## 作業内容
**1)** 映画紹介文によると、「天皇と軍隊」の監督は誰ですか。
**2)** 次の(a)〜(c)が映画紹介文の内容と合うかどうかを「はい」か「いいえ」で答え、判断の決め手となる本文の語句を引用してください。
(a) この作品の上映時間は90分である。
(b) この作品は2009年の日本映画である。
(c) 冷戦期、日本はソ連の庇護のもとで経済的復興を遂げた。
**3)** 映画紹介文の最後の文に続けて、この文章を書き継ぐこと。

## 抜粋文

◆ ◆ ◆ ◆

第五回 喜多見と狛江の小さな映画祭+α 上映作品4

天皇と軍隊
(90分/2009年 仏 ドキュメンタリー)
監督:渡辺謙一

9条はなぜ必要だったのか?
なぜ天皇制は存続したのか?


「天皇と軍隊」1

「天皇と軍隊」2

天皇制、戦争放棄、靖国、東京裁判、自衛隊、日米安保・・・、
日本の戦後史で議論され続ける問題に、貴重なアーカイブ映像と インタビューでストレートに切り込んだ異色作


冷戦期アメリカの庇護のもとで、日本は第二次世界大戦の荒廃から経済的復興を遂げた。ソ連の崩壊、中国の市場開放、欧州統合とグローバリゼーションの波は、日本の政治に舵を切らせた。世界の中の日本のプレゼンスを高めるための“国際貢献”である。

日本は矛盾と曖昧さの国であるとよく言う。憲法一つをとってもその矛盾は見てとれる。自衛隊の存在と、戦争および軍の保持を禁じた9条。主権在民と天皇の地位の曖昧さ。本作はこれら 3 本の軸と言える、9条、天皇そして軍隊について、天皇の貴重な映像をはじめ世界中から集めたアーカイブと、いまや鬼籍に入った政治家など、国内外の論客による秘蔵インタビューを交え、日本の戦後史を問い掛ける。

◆ ◆ ◆ ◆

## データ行

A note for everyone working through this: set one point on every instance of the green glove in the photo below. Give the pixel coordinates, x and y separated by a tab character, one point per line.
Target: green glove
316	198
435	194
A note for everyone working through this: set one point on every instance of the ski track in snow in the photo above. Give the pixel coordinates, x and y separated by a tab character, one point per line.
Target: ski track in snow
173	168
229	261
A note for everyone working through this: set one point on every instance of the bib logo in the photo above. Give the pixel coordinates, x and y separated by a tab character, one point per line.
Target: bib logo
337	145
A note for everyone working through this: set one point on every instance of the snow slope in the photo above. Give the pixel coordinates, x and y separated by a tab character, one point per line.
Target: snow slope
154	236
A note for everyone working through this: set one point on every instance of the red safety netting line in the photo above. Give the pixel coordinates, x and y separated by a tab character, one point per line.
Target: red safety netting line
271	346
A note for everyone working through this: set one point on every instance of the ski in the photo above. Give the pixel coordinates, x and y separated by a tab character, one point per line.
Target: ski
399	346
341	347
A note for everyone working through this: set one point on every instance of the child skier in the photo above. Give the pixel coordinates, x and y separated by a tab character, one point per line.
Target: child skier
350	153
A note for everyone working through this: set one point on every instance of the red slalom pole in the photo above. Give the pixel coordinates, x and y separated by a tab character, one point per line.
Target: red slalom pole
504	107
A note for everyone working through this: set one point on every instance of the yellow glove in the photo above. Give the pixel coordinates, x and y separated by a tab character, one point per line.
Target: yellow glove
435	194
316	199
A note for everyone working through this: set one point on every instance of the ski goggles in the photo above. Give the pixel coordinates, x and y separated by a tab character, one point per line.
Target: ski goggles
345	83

◆ ◆ ◆ ◆

## 各問の解答
**1)** 渡辺謙一です。

**2)**
(a) はい。「90分/2009年 仏 ドキュメンタリー」
(b) いいえ。「2009年 仏」
(c) いいえ。「冷戦期アメリカの庇護のもとで、日本は第二次世界大戦の荒廃から経済的復興を遂げた」

**3)**
最後に…
昭和天皇と自衛隊を正面から見据えたフランス制作ドキュメンタリー
そんな映画のコピー。
僕はやるせない気持ちになる。日本人は、昭和天皇と自衛隊を正面から見据えているのだろうか、と。

《主な登場人物》
田英夫(でん・ひでお) 政治家・ジャーナリスト。2009年11月13日死去。享年86歳。
「もう、運命になっているわけですよ。だから、其の部隊にいくということは、それなりに もう死ぬことだということ、そして名誉なことだ、そういうふうに思い込まされてしまう。いやだ、という気持ちもないですね。それに尽きるんじゃないですか。これはね、なかなか容易なことじゃないですよ。死ぬつもりでいたのが、生きなきゃならない。まず生きるって事を考えました。」

ジョン・ダワー John W. Dower 歴史家。
「日本占領当初、1945年8月末から1946年初めまで、日本人はどう対処していいのかわからない状況でした。天皇は戦犯として裁かれるのか?天皇は退位させられるのか?占領 軍は天皇制を完全に廃止しようとしているのか?これから何が起こるのか?この状況は、マ ッカーサーの立場を強化するものでした。」

樋口 陽一(ひぐち・よういち) 法学者。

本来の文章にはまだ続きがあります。